§ **Required work**
a - Using the canister filter thread, answer each of the following on its own line, marked (i), (ii), (iii) as below:
(i) What make is andy485's older canister filter?
(ii) What does Phaturkey suggest drilling in the intake, and for what purpose?
(iii) In andy485's second post, which two rates does he ask Phaturkey might have meant?
b - Resume the canister filter thread after its final post and write what comes next.

§ **Document**
-=-=-=-=-

# CO2 through Canister Filter



## andy485 (Aug 19, 2005)

I have read that you can inject CO2 through your canister filter. I have a older model fluval that I would like to do this with. If I just put my co2 line into the intake tube of the filter will it work this way?


----------



## Phaturkey (Jan 15, 2007)

it should work great, just dont have the rate to far up, or the effect will stop.

I have mine set up and no bubbles come out of the outtake, which means it chops it up quite nice. , you just might want to drill a small hole in the intake to make sure the bubbles make it in there.


----------



## evercl92 (Aug 14, 2006)

Linky


----------



## andy485 (Aug 19, 2005)

What do you mean by rate? The water flow rate or the bubble rate going into the canister filter? Also, If you start seeing bubbles coming out of your outtake then that means some of the CO2 is not dissolving, right? So you should turn the bubble rate down until no bubbles come out of the outtake. Then hope you have a high enough level of co2. Am I thinking right?

-=-=-=-=-

§ **Record excerpts**
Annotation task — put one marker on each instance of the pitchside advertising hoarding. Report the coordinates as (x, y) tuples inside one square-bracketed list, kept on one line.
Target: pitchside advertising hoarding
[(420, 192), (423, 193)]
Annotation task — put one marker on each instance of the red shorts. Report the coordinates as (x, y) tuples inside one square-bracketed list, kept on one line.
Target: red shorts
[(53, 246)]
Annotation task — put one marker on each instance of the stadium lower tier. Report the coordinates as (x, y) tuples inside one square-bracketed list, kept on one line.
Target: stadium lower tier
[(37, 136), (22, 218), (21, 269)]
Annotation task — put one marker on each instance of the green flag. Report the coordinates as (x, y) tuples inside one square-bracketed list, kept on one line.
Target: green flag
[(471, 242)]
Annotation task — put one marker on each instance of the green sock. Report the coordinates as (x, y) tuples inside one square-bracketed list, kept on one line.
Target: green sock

-=-=-=-=-

§ **Task-by-task results**
a -
(i) A Fluval.
(ii) A small hole, to make sure the bubbles make it into the intake.
(iii) The water flow rate or the bubble rate going into the canister filter.

b -
----------



## evercl92 (Aug 14, 2006)

I used to run about 5-6bps in my tank, before I did the CO2 into canister method. When I switched, I went to 2 bps, and got better results. My thinking is that you should measure CO2 using KH and pH, rather than tweaking it to when you no longer see bubbles from the output of the filter. How big is your tank? I got really good CO2 diffusion (35-40ppm CO2) in my 120gal using this method - so, assuming you have a smaller tank, you could prob get away with a little lower CO2 rate.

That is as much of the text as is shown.